Set problem -> From the entries below, extract every line that contains the word "dark". Treat the match as case-sensitive.

Input ->
-------

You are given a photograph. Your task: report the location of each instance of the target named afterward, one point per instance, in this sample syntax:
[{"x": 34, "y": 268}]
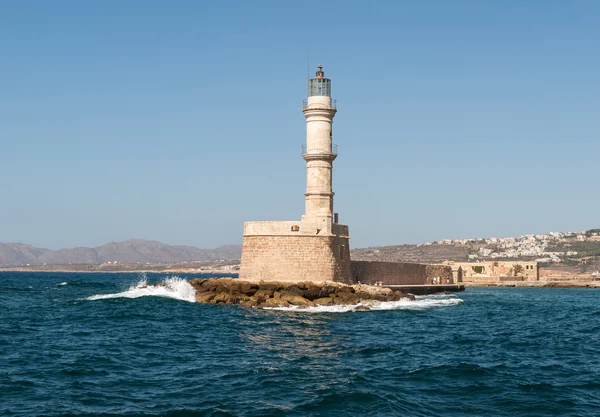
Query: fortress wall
[
  {"x": 295, "y": 258},
  {"x": 399, "y": 273}
]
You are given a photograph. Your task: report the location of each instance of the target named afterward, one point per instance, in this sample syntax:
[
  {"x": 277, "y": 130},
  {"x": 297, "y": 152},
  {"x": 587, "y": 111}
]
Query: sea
[{"x": 94, "y": 344}]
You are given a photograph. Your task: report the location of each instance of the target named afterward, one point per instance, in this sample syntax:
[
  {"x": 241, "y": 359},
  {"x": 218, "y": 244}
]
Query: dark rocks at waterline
[{"x": 284, "y": 294}]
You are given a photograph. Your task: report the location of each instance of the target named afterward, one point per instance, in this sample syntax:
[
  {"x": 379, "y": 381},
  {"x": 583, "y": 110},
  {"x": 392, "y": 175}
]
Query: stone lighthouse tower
[
  {"x": 316, "y": 248},
  {"x": 319, "y": 110}
]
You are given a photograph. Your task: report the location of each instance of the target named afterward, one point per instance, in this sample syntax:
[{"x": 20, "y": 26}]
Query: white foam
[
  {"x": 421, "y": 303},
  {"x": 172, "y": 287}
]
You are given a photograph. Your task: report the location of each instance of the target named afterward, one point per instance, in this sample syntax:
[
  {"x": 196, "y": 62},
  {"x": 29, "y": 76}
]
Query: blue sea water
[{"x": 99, "y": 344}]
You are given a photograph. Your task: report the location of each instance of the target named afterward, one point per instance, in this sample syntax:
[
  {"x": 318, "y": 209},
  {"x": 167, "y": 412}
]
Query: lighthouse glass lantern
[{"x": 319, "y": 86}]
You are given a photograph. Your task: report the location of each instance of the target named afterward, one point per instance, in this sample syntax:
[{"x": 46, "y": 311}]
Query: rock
[
  {"x": 283, "y": 294},
  {"x": 205, "y": 298},
  {"x": 326, "y": 301},
  {"x": 297, "y": 300},
  {"x": 262, "y": 293}
]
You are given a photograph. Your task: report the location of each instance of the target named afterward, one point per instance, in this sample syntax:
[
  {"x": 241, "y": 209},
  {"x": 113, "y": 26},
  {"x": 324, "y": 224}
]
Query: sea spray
[{"x": 171, "y": 287}]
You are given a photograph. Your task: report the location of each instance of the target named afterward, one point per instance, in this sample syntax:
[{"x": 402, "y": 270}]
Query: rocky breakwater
[{"x": 285, "y": 294}]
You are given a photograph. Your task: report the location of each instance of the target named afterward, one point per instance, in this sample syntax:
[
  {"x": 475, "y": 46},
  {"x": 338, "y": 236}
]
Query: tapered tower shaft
[{"x": 319, "y": 152}]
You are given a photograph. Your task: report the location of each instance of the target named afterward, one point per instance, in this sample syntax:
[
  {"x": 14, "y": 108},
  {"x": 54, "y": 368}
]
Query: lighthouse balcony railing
[
  {"x": 318, "y": 105},
  {"x": 314, "y": 151}
]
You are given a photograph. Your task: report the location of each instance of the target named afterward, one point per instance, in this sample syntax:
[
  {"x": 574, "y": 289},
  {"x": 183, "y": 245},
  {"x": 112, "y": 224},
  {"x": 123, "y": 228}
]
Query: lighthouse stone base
[{"x": 295, "y": 251}]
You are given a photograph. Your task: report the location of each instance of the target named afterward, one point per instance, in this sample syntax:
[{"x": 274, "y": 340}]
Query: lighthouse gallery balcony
[{"x": 319, "y": 105}]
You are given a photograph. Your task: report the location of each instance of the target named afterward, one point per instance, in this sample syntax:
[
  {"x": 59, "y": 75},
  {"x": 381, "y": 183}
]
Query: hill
[{"x": 130, "y": 252}]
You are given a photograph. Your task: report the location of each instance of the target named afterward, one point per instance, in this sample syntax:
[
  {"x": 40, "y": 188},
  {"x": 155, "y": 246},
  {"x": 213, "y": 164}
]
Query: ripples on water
[{"x": 93, "y": 344}]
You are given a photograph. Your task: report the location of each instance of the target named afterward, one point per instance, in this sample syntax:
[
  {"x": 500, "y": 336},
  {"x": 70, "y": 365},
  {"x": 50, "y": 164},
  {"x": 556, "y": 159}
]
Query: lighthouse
[
  {"x": 319, "y": 153},
  {"x": 314, "y": 248}
]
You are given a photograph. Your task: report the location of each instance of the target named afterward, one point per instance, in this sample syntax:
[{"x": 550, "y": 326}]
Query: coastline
[{"x": 536, "y": 284}]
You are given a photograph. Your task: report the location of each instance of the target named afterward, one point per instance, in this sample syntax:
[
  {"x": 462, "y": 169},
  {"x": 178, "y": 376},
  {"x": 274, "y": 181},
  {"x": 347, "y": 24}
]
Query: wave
[
  {"x": 171, "y": 287},
  {"x": 421, "y": 303}
]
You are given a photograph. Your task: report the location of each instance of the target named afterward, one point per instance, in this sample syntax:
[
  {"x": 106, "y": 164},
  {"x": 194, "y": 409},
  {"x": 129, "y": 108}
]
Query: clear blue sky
[{"x": 178, "y": 121}]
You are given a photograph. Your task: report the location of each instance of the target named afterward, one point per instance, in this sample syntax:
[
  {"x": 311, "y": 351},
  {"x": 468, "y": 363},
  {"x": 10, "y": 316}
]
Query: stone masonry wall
[
  {"x": 399, "y": 273},
  {"x": 295, "y": 258}
]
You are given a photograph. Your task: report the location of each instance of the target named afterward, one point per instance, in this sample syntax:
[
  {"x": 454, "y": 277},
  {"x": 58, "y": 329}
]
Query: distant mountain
[{"x": 130, "y": 251}]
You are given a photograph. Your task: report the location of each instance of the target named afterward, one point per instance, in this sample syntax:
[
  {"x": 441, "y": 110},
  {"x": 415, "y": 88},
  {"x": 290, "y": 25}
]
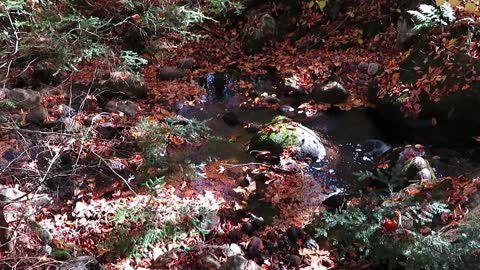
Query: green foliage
[
  {"x": 428, "y": 16},
  {"x": 155, "y": 137},
  {"x": 58, "y": 33},
  {"x": 361, "y": 230},
  {"x": 221, "y": 6},
  {"x": 154, "y": 184},
  {"x": 8, "y": 104},
  {"x": 132, "y": 62},
  {"x": 138, "y": 230}
]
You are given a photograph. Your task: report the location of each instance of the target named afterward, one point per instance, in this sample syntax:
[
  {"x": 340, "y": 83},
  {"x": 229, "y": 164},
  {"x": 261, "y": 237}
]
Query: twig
[
  {"x": 245, "y": 164},
  {"x": 117, "y": 174}
]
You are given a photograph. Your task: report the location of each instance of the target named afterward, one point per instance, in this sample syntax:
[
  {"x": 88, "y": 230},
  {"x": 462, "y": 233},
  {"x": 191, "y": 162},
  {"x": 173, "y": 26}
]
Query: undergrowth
[
  {"x": 395, "y": 231},
  {"x": 139, "y": 229}
]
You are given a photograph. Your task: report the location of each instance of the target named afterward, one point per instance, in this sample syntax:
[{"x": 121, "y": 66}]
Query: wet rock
[
  {"x": 60, "y": 255},
  {"x": 66, "y": 111},
  {"x": 82, "y": 263},
  {"x": 286, "y": 110},
  {"x": 71, "y": 124},
  {"x": 282, "y": 133},
  {"x": 124, "y": 83},
  {"x": 290, "y": 87},
  {"x": 171, "y": 73},
  {"x": 37, "y": 115},
  {"x": 10, "y": 154},
  {"x": 255, "y": 247},
  {"x": 253, "y": 127},
  {"x": 231, "y": 119},
  {"x": 374, "y": 149},
  {"x": 337, "y": 201},
  {"x": 295, "y": 233},
  {"x": 42, "y": 74},
  {"x": 128, "y": 107},
  {"x": 294, "y": 260},
  {"x": 24, "y": 97},
  {"x": 209, "y": 262},
  {"x": 406, "y": 164},
  {"x": 239, "y": 263},
  {"x": 185, "y": 63},
  {"x": 263, "y": 35},
  {"x": 373, "y": 69},
  {"x": 257, "y": 222},
  {"x": 330, "y": 93},
  {"x": 17, "y": 118}
]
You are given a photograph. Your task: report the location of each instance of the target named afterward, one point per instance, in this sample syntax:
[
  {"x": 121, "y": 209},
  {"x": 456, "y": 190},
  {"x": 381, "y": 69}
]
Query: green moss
[
  {"x": 280, "y": 133},
  {"x": 60, "y": 254}
]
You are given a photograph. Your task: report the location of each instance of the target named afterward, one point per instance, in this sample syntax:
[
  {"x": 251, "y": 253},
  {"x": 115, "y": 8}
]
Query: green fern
[
  {"x": 428, "y": 16},
  {"x": 8, "y": 104}
]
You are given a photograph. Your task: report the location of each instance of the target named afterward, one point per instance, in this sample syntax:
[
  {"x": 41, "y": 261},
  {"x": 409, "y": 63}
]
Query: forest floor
[{"x": 104, "y": 199}]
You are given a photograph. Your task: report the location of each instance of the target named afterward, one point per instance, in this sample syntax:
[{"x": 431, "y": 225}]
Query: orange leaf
[{"x": 176, "y": 140}]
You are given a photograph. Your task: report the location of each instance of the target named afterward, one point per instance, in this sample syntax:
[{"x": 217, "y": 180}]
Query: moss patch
[{"x": 280, "y": 133}]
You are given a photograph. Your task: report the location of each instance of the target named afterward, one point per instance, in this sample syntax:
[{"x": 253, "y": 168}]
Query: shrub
[
  {"x": 397, "y": 231},
  {"x": 154, "y": 137}
]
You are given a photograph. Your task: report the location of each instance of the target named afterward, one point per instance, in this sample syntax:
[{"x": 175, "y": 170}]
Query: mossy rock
[
  {"x": 61, "y": 255},
  {"x": 282, "y": 133}
]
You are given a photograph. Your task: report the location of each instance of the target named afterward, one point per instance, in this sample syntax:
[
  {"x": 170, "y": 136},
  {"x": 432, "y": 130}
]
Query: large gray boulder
[{"x": 282, "y": 133}]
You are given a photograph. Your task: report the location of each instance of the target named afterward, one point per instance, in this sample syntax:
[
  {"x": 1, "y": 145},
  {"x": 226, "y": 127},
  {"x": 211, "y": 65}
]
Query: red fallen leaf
[
  {"x": 176, "y": 140},
  {"x": 136, "y": 17},
  {"x": 425, "y": 230},
  {"x": 389, "y": 225}
]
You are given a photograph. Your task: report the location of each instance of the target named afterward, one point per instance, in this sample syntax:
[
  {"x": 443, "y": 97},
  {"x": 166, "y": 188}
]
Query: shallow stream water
[{"x": 353, "y": 138}]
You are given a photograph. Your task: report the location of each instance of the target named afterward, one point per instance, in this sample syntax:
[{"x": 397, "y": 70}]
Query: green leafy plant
[
  {"x": 429, "y": 16},
  {"x": 132, "y": 62},
  {"x": 138, "y": 230},
  {"x": 155, "y": 137},
  {"x": 398, "y": 232},
  {"x": 222, "y": 6},
  {"x": 154, "y": 184}
]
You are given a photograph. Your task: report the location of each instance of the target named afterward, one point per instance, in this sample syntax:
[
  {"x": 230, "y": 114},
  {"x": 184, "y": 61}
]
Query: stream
[{"x": 354, "y": 140}]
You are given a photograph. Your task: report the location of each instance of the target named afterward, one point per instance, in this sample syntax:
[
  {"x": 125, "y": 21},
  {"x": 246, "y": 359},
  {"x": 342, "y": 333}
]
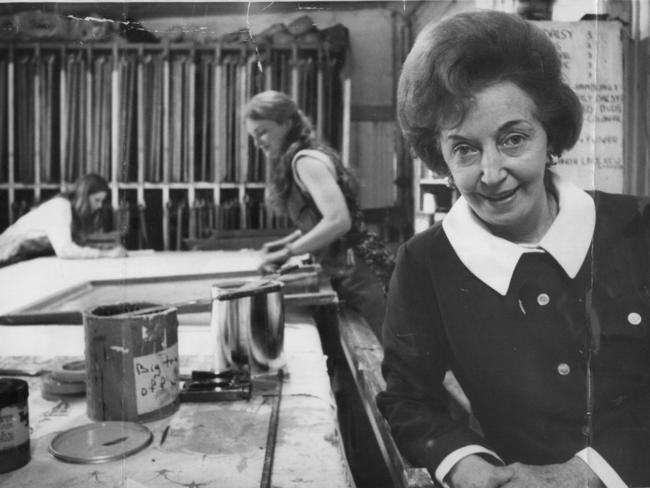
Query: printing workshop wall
[{"x": 369, "y": 64}]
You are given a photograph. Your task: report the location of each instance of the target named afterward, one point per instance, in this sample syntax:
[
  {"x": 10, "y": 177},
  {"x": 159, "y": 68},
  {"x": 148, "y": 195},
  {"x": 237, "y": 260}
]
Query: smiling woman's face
[{"x": 497, "y": 157}]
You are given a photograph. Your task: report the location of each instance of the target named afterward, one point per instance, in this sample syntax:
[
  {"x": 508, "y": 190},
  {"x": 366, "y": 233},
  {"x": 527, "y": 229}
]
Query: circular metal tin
[{"x": 100, "y": 442}]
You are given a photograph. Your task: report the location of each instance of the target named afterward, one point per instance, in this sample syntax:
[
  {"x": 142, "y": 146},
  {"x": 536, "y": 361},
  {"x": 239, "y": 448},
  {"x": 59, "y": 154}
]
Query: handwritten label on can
[
  {"x": 14, "y": 426},
  {"x": 156, "y": 379}
]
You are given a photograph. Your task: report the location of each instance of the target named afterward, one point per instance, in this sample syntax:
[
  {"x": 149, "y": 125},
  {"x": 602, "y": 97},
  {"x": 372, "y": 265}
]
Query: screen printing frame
[{"x": 51, "y": 308}]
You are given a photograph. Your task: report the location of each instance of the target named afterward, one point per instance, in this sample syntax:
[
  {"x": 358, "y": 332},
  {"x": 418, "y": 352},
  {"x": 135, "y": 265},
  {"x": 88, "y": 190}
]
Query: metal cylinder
[{"x": 248, "y": 327}]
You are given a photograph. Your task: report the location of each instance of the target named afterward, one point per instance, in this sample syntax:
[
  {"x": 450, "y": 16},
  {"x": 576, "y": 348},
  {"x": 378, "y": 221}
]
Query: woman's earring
[
  {"x": 450, "y": 182},
  {"x": 552, "y": 159}
]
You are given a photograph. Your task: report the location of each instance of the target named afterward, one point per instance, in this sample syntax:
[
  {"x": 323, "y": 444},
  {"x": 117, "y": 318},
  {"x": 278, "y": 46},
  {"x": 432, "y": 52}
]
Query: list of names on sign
[{"x": 592, "y": 58}]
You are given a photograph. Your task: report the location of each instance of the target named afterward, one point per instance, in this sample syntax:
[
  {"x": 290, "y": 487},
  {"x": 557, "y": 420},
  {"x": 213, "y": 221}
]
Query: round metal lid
[{"x": 100, "y": 442}]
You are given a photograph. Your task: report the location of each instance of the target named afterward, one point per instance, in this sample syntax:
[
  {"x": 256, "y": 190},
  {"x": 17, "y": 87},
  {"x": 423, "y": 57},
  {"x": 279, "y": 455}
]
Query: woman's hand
[
  {"x": 572, "y": 474},
  {"x": 271, "y": 260},
  {"x": 475, "y": 472}
]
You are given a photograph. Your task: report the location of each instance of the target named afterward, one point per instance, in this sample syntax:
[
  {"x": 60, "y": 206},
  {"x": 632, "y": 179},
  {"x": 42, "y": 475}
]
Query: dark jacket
[{"x": 522, "y": 361}]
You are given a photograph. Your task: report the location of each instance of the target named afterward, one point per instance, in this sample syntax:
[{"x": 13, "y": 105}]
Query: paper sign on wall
[{"x": 592, "y": 58}]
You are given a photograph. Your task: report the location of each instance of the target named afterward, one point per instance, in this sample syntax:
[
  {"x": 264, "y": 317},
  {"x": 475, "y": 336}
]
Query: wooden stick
[{"x": 271, "y": 435}]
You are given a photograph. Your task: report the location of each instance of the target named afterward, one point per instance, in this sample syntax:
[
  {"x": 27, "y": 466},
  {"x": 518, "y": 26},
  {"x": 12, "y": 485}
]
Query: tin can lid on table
[{"x": 100, "y": 442}]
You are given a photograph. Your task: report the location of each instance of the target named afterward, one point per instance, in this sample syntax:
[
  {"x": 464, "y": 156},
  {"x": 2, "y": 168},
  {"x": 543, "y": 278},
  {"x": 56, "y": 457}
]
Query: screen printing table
[{"x": 207, "y": 445}]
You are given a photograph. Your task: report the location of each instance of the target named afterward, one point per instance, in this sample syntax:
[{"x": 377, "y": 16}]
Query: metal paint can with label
[
  {"x": 131, "y": 362},
  {"x": 14, "y": 424}
]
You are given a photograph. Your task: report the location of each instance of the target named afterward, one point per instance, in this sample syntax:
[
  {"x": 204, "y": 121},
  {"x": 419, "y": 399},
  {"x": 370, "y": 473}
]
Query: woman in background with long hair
[
  {"x": 311, "y": 186},
  {"x": 61, "y": 225}
]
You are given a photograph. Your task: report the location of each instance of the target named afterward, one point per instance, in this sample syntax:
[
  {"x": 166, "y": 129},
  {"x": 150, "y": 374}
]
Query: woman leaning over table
[
  {"x": 311, "y": 186},
  {"x": 60, "y": 225},
  {"x": 533, "y": 292}
]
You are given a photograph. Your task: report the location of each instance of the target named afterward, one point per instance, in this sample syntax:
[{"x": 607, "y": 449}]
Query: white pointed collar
[{"x": 493, "y": 259}]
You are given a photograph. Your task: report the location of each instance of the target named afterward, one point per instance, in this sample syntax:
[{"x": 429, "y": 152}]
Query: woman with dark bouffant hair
[
  {"x": 534, "y": 293},
  {"x": 61, "y": 226},
  {"x": 311, "y": 186}
]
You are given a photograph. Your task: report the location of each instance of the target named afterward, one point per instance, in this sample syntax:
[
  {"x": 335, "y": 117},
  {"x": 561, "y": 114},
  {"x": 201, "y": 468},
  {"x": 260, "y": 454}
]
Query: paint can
[
  {"x": 14, "y": 424},
  {"x": 131, "y": 362}
]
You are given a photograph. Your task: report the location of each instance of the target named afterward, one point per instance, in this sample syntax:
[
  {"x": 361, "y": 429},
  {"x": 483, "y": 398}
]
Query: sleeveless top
[{"x": 338, "y": 258}]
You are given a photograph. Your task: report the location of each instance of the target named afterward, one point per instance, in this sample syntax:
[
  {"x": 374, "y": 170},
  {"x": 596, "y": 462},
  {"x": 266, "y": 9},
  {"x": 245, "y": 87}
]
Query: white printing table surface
[{"x": 209, "y": 445}]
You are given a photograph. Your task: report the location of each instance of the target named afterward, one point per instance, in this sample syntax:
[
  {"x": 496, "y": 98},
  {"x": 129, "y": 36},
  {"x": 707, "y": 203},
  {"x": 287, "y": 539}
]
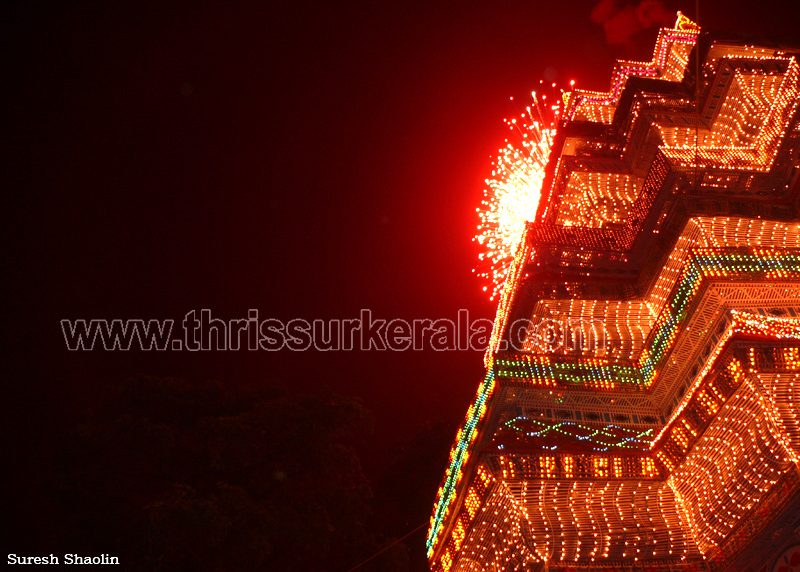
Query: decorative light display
[
  {"x": 512, "y": 194},
  {"x": 667, "y": 221}
]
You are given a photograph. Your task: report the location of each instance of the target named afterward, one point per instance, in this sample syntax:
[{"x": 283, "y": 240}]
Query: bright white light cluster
[{"x": 511, "y": 197}]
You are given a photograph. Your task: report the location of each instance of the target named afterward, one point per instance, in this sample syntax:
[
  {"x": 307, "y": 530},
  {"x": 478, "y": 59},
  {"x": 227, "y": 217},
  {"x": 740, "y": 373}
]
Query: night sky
[{"x": 305, "y": 159}]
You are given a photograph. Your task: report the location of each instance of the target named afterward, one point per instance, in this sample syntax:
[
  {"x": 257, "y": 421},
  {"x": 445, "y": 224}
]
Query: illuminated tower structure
[{"x": 640, "y": 408}]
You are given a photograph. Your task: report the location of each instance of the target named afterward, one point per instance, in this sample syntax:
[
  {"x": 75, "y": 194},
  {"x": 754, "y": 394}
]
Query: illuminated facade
[{"x": 640, "y": 409}]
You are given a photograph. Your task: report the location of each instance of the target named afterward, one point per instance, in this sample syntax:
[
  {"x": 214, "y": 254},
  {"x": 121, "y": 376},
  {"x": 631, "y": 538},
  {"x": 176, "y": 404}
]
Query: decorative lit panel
[
  {"x": 596, "y": 200},
  {"x": 748, "y": 128},
  {"x": 495, "y": 539},
  {"x": 603, "y": 521},
  {"x": 670, "y": 56},
  {"x": 730, "y": 468}
]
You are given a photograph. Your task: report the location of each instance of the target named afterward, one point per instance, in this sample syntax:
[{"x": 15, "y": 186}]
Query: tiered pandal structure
[{"x": 640, "y": 409}]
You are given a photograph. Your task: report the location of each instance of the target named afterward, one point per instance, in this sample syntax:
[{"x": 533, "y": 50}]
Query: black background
[{"x": 304, "y": 159}]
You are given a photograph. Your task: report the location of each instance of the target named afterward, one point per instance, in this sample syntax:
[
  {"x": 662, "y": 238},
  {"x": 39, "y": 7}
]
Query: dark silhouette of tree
[{"x": 178, "y": 476}]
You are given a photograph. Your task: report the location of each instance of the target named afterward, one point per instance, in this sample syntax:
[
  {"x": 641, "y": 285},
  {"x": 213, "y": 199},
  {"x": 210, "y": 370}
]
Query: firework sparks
[{"x": 511, "y": 197}]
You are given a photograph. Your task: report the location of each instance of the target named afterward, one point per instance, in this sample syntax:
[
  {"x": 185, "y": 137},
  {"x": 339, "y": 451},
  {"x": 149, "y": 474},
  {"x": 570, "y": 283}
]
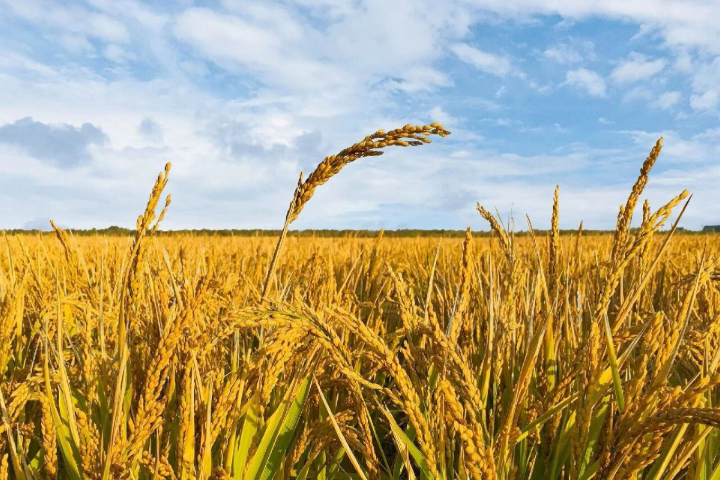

-------

Completed task ->
Query: dark rocks at waterline
Query: dark jacket
Query: woman with dark bouffant hair
Query: dark silhouette of tree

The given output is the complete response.